Ars Cultura

1177 Avant J.-C., Le Jour Où La Civilisation S’est Effondrée

Eric Cline sur l’Effondrement de l’Âge du Bronze

Et s’il y avait eu une mondialisation avant la nôtre ?

C’était à l’âge du bronze, il y a 3200 ans, que les hittites, les égyptiens, les minoens, les assyriens et les cananéens vivaient en parfaite harmonie. Au cœur d’un système international à l’est de la Méditerranée, ces peuples avaient développés des réseaux commerciaux efficients, des industries globales, des cultures florissantes et entretenaient entre eux des relations cordiales.

OBJECTIF 1: Recopie les entrées depuis leur début jusqu'à la ligne contenant "<point>389,213</point>" incluse, en remplaçant "green leaf" par "red leaf" sans rien changer d'autre.
Le texte et les entrées proviennent de sources sans rapport entre elles.

DONNÉES FOURNIES:

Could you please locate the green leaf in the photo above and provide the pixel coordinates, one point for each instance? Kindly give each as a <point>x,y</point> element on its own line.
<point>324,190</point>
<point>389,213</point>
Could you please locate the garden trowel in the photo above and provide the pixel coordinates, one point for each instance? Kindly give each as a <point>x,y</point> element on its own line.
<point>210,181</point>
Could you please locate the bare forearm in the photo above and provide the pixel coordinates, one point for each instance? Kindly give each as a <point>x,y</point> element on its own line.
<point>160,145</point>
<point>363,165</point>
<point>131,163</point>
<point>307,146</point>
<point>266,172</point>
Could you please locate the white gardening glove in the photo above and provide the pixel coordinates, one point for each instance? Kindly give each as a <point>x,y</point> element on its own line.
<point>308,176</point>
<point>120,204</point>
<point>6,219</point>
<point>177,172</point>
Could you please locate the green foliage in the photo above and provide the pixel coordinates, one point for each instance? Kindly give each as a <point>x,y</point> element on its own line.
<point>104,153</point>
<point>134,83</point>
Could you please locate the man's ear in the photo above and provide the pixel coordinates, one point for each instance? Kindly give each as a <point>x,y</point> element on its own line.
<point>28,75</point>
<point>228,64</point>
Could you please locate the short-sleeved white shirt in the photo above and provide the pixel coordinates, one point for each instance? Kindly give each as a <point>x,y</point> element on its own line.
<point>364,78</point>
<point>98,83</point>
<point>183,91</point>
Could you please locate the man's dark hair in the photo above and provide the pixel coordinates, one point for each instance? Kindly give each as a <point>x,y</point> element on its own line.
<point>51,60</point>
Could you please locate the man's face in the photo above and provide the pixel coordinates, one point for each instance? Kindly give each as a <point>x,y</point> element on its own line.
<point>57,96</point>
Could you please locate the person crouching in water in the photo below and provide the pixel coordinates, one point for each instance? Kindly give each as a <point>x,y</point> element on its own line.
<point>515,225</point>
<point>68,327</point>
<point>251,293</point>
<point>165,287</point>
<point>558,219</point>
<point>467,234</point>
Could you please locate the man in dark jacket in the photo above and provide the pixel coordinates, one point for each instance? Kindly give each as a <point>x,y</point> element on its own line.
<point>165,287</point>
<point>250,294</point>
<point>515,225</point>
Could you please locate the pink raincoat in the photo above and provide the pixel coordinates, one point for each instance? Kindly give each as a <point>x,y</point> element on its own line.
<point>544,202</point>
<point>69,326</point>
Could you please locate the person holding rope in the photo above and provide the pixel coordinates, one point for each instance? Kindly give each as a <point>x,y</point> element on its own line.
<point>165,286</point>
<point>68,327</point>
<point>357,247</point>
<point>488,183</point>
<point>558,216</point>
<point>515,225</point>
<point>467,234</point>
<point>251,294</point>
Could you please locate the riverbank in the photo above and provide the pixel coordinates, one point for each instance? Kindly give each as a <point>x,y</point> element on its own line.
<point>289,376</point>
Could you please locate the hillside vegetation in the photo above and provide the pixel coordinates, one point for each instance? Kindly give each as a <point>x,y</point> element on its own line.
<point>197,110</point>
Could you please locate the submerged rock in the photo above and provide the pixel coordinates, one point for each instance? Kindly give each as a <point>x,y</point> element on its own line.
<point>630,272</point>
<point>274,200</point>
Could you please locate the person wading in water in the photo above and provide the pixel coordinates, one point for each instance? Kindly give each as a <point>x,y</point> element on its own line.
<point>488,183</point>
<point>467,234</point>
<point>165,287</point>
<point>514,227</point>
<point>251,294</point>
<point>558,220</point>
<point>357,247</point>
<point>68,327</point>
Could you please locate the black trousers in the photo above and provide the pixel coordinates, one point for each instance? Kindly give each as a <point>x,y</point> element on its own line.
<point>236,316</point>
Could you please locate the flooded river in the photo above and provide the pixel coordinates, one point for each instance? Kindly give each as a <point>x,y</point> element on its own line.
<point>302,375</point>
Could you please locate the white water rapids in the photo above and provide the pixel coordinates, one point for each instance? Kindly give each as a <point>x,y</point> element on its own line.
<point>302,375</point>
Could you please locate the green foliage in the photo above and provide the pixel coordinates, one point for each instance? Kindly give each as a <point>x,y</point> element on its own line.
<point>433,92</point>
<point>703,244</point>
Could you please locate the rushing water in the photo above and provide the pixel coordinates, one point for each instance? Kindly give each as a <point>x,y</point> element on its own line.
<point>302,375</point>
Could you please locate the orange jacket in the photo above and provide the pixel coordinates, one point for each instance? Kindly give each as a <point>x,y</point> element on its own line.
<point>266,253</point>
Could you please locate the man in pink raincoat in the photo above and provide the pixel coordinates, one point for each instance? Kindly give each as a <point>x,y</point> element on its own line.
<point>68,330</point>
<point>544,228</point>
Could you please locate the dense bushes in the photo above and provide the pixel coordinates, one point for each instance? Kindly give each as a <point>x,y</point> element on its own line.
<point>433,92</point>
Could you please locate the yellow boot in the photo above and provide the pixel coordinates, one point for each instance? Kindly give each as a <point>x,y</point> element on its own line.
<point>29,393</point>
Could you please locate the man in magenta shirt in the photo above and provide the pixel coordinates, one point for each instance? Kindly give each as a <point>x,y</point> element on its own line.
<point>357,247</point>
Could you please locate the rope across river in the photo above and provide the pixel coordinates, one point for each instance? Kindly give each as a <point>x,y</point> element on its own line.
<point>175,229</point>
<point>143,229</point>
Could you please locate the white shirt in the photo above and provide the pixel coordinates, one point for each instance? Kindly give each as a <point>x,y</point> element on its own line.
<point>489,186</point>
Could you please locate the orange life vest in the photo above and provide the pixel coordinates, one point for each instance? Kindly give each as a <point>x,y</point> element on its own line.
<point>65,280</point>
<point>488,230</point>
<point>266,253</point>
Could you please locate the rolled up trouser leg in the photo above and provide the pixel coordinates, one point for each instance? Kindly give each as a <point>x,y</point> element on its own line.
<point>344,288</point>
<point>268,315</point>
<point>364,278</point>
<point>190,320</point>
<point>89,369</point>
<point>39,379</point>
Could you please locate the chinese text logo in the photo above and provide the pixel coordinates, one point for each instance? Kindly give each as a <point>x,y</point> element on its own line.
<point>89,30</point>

OBJECTIF 2: D'après le texte sur l'effondrement de l'âge du bronze, il y a combien d'années les peuples cités vivaient-ils en harmonie ?

RÉSULTAT 1:
Could you please locate the red leaf in the photo above and provide the pixel coordinates, one point for each instance? Kindly give each as a <point>x,y</point> element on its own line.
<point>324,190</point>
<point>389,213</point>

RÉSULTAT 2: Il y a 3200 ans.